#### Records provided

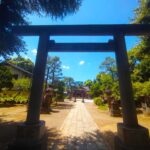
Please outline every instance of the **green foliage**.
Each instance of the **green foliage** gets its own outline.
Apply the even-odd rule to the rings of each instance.
[[[99,68],[104,69],[105,73],[110,74],[113,80],[117,79],[117,67],[114,58],[106,57]]]
[[[135,9],[135,23],[150,23],[150,0],[139,0],[139,7]]]
[[[92,80],[85,81],[84,85],[90,88],[92,86]]]
[[[2,88],[12,88],[12,74],[9,69],[0,64],[0,91]]]
[[[21,37],[12,34],[11,26],[28,25],[26,16],[36,13],[40,16],[64,18],[79,9],[81,0],[1,0],[0,4],[0,56],[25,51]]]
[[[146,81],[144,83],[134,82],[133,91],[135,100],[138,100],[140,97],[150,98],[150,81]]]
[[[93,84],[90,87],[90,95],[92,97],[98,97],[100,94],[102,94],[102,91],[100,89],[100,84],[98,81],[93,82]]]
[[[94,98],[94,103],[98,106],[103,105],[103,99],[101,97],[95,97]]]
[[[7,60],[9,63],[14,64],[16,66],[21,67],[22,69],[32,72],[34,68],[34,64],[30,59],[25,59],[22,56],[18,56],[13,59]]]
[[[0,103],[3,104],[25,104],[28,102],[29,92],[6,90],[0,92]]]
[[[65,84],[65,90],[72,91],[74,79],[72,77],[64,77],[63,82]]]
[[[29,78],[22,78],[17,80],[14,79],[13,85],[15,90],[29,91],[31,85],[31,79]]]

########

What you should do: Please return the listing above line for line, leaving out the pictures.

Reply to the task:
Please outline every instance of the **green foliage**.
Each instance of the **green foliage** gets its own outline.
Apply the even-odd rule to the rings of each instance.
[[[99,68],[104,69],[105,73],[110,74],[113,80],[117,79],[117,67],[114,58],[106,57]]]
[[[135,9],[135,23],[150,23],[150,0],[139,0],[139,7]]]
[[[92,80],[85,81],[84,85],[90,88],[92,86]]]
[[[2,88],[12,88],[12,74],[9,69],[0,64],[0,91]]]
[[[21,37],[12,34],[11,26],[28,25],[26,16],[36,13],[40,16],[64,18],[79,9],[81,0],[1,0],[0,4],[0,56],[25,51]]]
[[[146,81],[144,83],[134,82],[133,91],[135,100],[138,100],[140,97],[150,98],[150,81]]]
[[[93,84],[90,87],[90,95],[92,97],[98,97],[100,94],[102,94],[102,91],[100,89],[100,84],[98,81],[93,82]]]
[[[94,98],[94,103],[98,106],[103,105],[103,99],[101,97],[95,97]]]
[[[7,60],[9,63],[14,64],[16,66],[21,67],[22,69],[32,72],[34,68],[34,64],[30,59],[25,59],[22,56],[18,56],[13,59]]]
[[[0,103],[3,104],[25,104],[28,102],[29,92],[6,90],[0,92]]]
[[[65,84],[65,90],[72,91],[74,79],[72,77],[64,77],[63,82]]]
[[[29,78],[22,78],[17,80],[14,79],[13,85],[15,90],[29,91],[31,85],[31,79]]]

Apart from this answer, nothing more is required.